Most users are comfortable accessing and playing back MP3s, with more advanced users happy to encode, tag and organise their MP3 collections with the files' metadata. Expert users have access to one of the most comprehensive embedded metadata schemata of any digital audio filetype - the ID3 tagging system - and can build and use rich audio objects enhanced with images, transcriptions and extensive notes.
The reduced data rate of MP3 also makes it (in common with other lossy formats) an ideal medium for audio streaming via the internet. A live audio stream can be broken down into smaller packets, transmitted via the internet, reconstructed by a webcast client and played by the listener anywhere in the world within a matter of seconds. This process - known as 'webcasting' - differs from podcasting in that it does not require that the audio is downloaded to the listener's computer before playback, but allows live playback from source at the time of webcast.
Alternatively MP3 can be streamed from an embedded player, again allowing playback but not download, but where the audio is available 'on demand'. When the player's controls are operated the audio is streamed from the web server. There are many of these players available, mostly Flash based. Streaming audio is often also accompanied with a separate link to download the file, which is one of the most flexible combinations of online delivery methods currently available, and our embedded audio player is of this type.
Thanks in part to this versatility the public profile of MP3 is arguably higher even than those of long-established uncompressed formats such as AIFF and WAV, and indeed MP3 could well be one of the most globally recognised digital formats of any sort. It was - in the words of one of its key architects, Karlheinz Brandenburg - "the right technology available at the right time". As such, MP3 is an excellent delivery format for reaching the widest and most diverse audience.

◆ Data shown
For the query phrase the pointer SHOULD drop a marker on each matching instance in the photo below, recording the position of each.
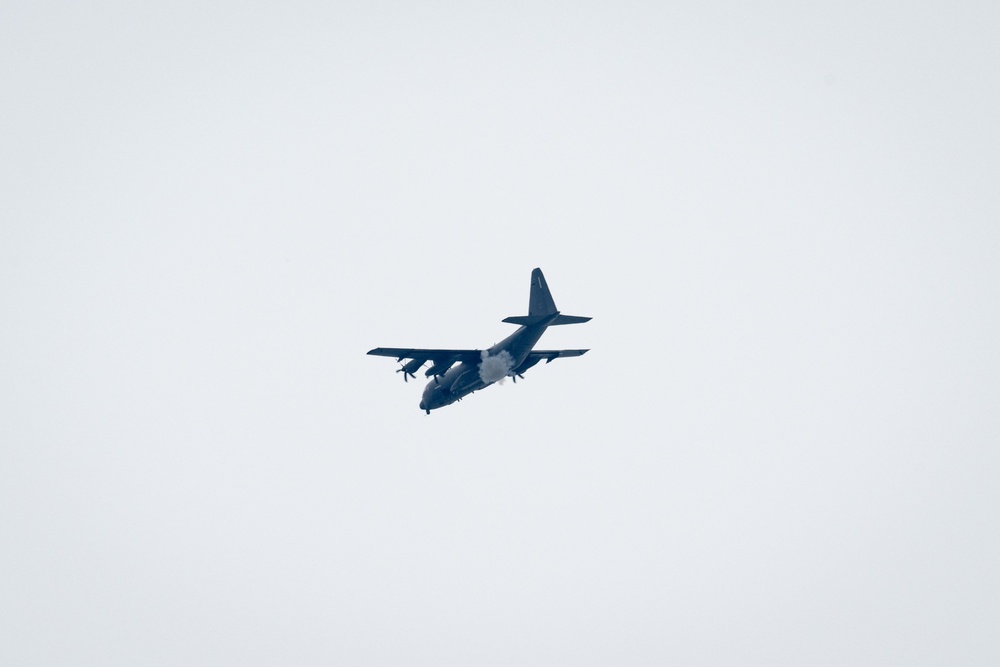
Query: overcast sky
(782, 449)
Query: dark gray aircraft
(458, 373)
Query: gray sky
(782, 448)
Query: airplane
(457, 373)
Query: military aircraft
(458, 373)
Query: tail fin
(541, 306)
(540, 301)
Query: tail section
(540, 301)
(541, 306)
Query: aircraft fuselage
(464, 378)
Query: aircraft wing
(424, 354)
(441, 360)
(549, 355)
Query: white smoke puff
(495, 368)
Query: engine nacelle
(440, 367)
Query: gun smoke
(496, 367)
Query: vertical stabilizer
(540, 301)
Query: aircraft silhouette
(458, 373)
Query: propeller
(410, 368)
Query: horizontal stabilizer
(528, 320)
(569, 319)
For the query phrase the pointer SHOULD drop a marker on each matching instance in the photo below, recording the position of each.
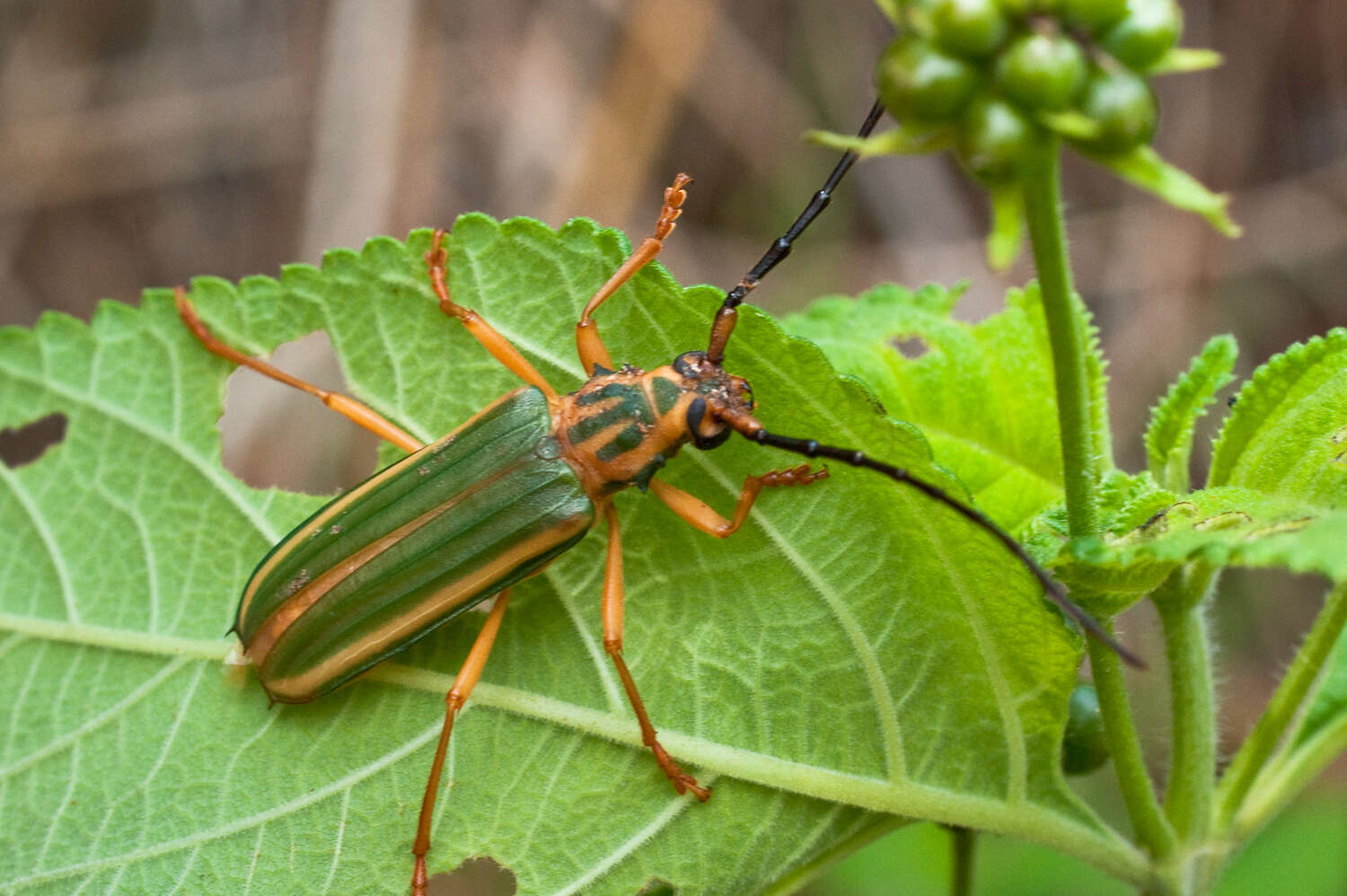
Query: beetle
(469, 515)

◆ Things to do
(a) Duplicate everything in the MP3 passage from "Thanks in part" down to "most diverse audience.".
(b) List every audio file format that the MP3 passage names.

◆ Per-task outputs
(a)
Thanks in part to this versatility the public profile of MP3 is arguably higher even than those of long-established uncompressed formats such as AIFF and WAV, and indeed MP3 could well be one of the most globally recognised digital formats of any sort. It was - in the words of one of its key architects, Karlheinz Brandenburg - "the right technology available at the right time". As such, MP3 is an excellent delivery format for reaching the widest and most diverse audience.

(b)
MP3
AIFF
WAV